Natural-language object grounding data
········

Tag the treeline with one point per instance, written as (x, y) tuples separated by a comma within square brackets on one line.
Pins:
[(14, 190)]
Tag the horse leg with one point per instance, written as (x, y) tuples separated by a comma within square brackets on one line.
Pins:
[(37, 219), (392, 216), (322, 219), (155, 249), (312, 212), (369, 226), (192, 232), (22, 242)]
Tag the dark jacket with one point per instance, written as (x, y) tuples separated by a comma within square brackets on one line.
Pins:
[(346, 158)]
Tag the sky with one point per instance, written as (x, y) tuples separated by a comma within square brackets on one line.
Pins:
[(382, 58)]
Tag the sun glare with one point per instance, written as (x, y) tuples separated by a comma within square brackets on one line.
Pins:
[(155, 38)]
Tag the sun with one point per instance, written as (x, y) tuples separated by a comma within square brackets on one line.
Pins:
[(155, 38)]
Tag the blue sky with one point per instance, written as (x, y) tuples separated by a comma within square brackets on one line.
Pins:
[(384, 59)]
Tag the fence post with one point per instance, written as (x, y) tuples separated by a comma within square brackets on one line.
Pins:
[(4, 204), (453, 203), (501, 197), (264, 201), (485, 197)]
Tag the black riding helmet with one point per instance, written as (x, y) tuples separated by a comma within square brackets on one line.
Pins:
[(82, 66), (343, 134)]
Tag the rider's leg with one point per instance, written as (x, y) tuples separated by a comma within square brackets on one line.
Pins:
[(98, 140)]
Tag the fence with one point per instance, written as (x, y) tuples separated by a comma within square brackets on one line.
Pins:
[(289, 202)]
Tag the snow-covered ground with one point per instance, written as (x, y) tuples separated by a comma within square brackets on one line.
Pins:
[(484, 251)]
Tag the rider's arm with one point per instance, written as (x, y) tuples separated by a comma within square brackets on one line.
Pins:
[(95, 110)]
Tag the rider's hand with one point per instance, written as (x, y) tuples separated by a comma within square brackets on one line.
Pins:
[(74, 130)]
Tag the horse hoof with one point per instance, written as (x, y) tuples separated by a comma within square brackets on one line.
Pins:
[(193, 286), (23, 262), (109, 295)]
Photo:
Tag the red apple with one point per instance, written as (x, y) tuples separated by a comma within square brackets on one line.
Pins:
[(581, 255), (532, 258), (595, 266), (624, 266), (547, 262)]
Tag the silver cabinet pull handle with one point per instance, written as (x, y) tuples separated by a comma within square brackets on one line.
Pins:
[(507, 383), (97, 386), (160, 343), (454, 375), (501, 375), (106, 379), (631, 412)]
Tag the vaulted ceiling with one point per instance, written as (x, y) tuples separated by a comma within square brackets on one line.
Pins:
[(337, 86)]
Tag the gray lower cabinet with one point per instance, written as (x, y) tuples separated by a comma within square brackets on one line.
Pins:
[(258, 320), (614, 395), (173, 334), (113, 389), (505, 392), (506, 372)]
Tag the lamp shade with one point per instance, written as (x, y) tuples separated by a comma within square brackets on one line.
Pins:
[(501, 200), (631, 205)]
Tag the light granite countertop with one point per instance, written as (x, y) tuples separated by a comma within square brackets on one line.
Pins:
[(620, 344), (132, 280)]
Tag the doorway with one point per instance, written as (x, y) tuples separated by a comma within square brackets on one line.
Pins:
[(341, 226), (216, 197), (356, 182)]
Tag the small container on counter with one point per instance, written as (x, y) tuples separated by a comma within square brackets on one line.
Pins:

········

**What is required:**
The word "rider" may appear in lines of the entries. State how many lines hold it, as a number alone.

**Result below:**
3